PAGE TEXT:
+-------+

The main issue with U.S. Pat. No. 6,817,791, however, is the overhead of prefixing resource headers to each page. This overhead would result in suboptimal performance of the textual processing approach that uses page-parallelism. The alternative chunk-approach would result in either suboptimal load balancing (if the chunks are too large), to large header overhead (if the chunks are too small), and the need of inventing complex schemes to estimate the optimal chunk-size according to page-complexity, job-size, resources in the system, current system load, and other factors.
In view of foregoing, it would be desirable to provide a method and apparatus that would:

- 1. Avoid accumulated header overhead,
- 2. Use page-parallelism, thus avoiding the aforementioned chunk-size estimation complexities,
- 3. Achieve an efficient range-printing, and
- 4. Achieve a reliable page-reversal.
  The subject invention overcomes the problems specified above, as well as others.

+-------+

Point annotation dataset records
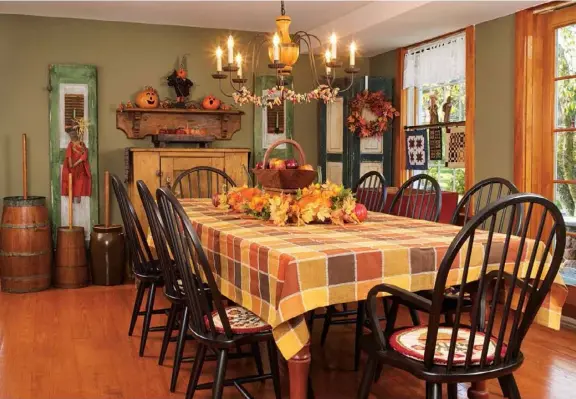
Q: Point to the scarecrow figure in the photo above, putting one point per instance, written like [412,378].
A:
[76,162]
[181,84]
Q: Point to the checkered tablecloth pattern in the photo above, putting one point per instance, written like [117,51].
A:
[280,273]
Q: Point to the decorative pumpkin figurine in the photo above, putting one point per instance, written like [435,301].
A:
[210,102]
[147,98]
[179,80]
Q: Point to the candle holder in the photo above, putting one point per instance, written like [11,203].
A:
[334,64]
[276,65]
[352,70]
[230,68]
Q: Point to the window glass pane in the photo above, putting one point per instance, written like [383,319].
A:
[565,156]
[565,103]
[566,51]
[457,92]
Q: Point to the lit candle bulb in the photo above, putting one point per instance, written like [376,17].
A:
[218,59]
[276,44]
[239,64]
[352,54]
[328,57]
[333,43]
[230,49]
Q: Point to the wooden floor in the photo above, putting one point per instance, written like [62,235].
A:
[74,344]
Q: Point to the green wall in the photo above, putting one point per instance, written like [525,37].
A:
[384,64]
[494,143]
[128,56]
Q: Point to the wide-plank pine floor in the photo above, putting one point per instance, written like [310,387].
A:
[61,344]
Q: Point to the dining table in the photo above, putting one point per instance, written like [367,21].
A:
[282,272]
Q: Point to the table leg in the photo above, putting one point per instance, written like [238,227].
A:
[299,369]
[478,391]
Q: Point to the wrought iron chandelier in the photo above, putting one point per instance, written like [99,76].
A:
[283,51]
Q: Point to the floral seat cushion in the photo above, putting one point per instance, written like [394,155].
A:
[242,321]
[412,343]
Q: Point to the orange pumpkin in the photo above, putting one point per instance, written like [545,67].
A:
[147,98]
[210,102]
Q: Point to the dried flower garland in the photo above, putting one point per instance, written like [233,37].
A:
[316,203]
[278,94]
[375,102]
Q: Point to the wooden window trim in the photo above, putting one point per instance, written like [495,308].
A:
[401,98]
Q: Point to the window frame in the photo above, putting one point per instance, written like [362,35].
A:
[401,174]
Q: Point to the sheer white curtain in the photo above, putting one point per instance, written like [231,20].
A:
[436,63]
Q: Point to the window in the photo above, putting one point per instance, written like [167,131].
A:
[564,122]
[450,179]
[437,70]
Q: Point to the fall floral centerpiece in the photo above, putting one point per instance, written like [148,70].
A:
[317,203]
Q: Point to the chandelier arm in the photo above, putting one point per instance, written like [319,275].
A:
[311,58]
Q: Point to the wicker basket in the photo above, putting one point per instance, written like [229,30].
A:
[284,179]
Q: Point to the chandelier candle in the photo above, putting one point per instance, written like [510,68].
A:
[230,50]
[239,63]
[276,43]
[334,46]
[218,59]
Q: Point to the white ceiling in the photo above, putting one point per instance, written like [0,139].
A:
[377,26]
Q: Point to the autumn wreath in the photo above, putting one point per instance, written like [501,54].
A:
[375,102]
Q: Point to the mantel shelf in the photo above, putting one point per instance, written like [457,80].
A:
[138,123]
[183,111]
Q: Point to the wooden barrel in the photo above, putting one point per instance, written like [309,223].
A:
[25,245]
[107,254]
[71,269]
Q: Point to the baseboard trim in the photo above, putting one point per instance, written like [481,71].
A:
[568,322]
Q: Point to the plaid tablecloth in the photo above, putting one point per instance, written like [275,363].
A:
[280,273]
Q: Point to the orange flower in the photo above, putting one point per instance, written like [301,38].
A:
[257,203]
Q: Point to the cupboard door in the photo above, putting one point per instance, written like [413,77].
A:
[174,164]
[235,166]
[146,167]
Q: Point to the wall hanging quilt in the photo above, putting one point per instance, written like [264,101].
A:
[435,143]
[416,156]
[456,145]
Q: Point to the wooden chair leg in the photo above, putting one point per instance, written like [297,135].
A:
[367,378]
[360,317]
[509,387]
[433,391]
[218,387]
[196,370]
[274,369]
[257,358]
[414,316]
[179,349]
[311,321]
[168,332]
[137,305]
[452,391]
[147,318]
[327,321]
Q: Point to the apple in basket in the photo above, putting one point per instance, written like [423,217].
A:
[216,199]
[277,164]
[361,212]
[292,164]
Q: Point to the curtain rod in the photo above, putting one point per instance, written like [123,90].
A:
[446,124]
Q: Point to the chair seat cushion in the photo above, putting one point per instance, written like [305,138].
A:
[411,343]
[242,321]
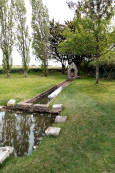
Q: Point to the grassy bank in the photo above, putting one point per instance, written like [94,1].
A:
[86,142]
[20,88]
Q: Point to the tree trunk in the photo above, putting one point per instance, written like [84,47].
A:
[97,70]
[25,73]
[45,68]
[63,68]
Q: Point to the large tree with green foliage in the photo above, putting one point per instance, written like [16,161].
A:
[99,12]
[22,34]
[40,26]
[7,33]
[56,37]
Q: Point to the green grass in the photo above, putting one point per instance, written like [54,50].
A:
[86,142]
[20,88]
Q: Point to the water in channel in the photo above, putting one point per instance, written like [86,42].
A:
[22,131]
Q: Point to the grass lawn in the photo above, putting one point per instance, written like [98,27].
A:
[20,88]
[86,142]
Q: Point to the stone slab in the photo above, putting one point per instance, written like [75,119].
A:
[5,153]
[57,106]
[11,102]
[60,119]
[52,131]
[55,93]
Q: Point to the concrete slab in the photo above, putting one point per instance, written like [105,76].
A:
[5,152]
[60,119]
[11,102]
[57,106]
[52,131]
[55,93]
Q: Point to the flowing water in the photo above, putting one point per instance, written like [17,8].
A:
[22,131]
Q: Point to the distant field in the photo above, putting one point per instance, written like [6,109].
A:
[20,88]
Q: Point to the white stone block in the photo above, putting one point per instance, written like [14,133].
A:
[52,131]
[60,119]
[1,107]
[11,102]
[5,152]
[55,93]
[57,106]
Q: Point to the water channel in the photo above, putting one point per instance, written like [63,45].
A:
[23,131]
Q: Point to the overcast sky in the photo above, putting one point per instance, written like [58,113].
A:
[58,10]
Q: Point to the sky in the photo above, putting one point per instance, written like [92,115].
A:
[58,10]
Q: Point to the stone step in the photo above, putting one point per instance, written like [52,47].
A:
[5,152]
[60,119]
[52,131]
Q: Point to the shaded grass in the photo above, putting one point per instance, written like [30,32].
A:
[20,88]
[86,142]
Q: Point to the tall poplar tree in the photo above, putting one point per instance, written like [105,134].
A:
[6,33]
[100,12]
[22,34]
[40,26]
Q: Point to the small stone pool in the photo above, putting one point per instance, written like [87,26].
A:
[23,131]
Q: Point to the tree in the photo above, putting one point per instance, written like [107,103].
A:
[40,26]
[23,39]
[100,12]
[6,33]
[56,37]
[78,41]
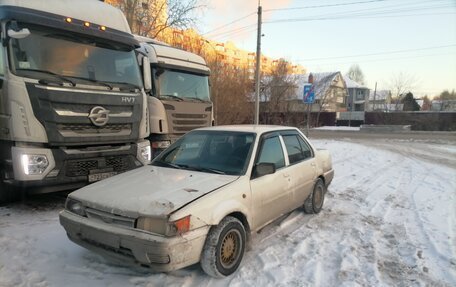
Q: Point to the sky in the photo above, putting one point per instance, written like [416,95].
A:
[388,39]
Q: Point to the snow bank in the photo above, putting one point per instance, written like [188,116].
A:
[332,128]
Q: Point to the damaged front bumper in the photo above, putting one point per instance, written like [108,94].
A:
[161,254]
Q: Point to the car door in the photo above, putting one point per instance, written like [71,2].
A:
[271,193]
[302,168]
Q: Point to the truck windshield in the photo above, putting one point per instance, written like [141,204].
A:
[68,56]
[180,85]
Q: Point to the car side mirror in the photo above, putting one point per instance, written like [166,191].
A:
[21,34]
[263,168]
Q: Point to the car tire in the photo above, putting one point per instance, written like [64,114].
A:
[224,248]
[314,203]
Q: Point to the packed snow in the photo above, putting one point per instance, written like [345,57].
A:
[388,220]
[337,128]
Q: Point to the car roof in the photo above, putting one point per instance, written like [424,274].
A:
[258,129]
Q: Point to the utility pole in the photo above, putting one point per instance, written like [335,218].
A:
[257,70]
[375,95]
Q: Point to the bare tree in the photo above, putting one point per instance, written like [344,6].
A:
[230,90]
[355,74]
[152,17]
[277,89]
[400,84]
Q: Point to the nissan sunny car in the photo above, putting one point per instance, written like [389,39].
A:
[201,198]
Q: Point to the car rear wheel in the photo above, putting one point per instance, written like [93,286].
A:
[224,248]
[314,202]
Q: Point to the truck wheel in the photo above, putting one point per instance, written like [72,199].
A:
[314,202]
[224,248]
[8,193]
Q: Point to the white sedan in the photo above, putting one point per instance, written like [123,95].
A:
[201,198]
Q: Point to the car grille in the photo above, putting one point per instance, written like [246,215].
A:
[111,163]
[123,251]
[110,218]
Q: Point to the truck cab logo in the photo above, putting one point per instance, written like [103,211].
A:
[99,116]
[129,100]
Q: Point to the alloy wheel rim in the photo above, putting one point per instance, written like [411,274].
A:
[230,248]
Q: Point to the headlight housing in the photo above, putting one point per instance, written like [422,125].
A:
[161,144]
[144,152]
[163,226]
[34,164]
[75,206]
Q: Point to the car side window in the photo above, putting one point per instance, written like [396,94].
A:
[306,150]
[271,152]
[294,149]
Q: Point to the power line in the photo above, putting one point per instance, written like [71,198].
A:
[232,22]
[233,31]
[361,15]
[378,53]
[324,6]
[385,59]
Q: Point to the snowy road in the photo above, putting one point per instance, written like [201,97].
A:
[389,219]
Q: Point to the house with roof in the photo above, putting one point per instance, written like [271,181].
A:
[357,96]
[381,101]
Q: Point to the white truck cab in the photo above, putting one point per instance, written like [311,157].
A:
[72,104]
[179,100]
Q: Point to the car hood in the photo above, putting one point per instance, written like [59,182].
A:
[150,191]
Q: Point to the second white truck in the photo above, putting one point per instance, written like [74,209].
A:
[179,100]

+-------+

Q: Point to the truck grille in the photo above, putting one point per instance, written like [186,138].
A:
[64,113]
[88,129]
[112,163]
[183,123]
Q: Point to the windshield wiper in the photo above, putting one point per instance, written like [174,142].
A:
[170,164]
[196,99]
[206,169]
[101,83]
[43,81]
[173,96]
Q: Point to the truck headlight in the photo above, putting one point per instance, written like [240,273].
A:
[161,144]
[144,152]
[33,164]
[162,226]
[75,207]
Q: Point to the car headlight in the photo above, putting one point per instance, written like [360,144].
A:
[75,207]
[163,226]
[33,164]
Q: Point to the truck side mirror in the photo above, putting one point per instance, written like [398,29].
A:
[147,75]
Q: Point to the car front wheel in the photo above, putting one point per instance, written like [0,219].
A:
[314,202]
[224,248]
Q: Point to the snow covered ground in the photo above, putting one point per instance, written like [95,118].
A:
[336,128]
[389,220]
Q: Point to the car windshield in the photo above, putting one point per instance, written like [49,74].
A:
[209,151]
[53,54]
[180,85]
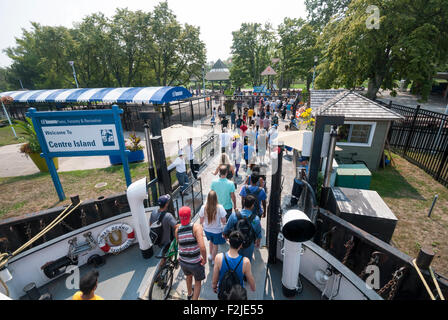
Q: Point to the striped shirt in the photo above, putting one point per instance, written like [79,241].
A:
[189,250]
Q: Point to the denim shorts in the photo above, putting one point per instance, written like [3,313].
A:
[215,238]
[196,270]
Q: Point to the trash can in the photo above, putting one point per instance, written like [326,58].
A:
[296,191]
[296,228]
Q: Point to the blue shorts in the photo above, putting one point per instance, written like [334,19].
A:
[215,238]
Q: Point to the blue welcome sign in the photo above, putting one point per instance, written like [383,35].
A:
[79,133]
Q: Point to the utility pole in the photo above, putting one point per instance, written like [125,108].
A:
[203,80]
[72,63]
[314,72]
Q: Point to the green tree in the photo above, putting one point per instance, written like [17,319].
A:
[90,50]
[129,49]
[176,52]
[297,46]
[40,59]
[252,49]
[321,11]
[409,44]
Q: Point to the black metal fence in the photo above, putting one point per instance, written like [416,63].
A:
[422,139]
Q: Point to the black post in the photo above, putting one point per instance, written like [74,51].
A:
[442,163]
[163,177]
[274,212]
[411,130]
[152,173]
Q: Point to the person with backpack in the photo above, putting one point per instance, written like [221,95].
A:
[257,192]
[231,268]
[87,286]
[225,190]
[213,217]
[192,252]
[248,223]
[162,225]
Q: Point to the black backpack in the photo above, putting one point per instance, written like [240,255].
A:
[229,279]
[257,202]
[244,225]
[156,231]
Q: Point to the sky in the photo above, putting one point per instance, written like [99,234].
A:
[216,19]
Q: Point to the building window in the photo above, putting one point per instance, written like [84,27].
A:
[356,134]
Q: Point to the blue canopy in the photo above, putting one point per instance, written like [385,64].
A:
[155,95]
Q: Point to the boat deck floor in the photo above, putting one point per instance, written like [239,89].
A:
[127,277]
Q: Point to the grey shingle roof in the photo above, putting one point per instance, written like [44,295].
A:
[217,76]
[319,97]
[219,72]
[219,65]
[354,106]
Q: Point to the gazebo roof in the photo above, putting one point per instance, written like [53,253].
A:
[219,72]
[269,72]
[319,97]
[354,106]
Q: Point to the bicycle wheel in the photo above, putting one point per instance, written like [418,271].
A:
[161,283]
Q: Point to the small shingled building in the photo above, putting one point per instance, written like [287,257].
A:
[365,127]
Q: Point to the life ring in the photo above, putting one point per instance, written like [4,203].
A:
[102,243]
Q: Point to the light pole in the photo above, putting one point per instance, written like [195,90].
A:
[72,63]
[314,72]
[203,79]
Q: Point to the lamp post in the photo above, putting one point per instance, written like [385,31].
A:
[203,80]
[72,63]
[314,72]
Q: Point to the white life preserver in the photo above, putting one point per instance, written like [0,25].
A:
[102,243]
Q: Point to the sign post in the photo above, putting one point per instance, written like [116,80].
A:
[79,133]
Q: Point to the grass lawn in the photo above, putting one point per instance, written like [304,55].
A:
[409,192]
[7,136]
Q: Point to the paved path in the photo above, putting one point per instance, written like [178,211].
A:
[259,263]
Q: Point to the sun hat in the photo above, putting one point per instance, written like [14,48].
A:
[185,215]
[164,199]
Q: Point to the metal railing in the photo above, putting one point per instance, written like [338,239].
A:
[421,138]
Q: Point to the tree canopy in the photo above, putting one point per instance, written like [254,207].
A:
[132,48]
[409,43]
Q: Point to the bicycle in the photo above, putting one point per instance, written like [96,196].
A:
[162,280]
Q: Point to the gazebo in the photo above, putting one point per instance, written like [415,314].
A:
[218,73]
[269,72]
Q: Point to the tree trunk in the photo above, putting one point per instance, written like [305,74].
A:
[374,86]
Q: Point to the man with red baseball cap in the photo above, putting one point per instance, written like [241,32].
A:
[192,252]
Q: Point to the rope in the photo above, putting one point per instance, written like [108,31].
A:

+-------+

PROBLEM:
Repeat word for word the part of the patent passage on page-parallel printing from "In view of foregoing, it" to "a reliable page-reversal.".

THE RESPONSE:
In view of foregoing, it would be desirable to provide a method and apparatus that would:

- 1. Avoid accumulated header overhead,
- 2. Use page-parallelism, thus avoiding the aforementioned chunk-size estimation complexities,
- 3. Achieve an efficient range-printing, and
- 4. Achieve a reliable page-reversal.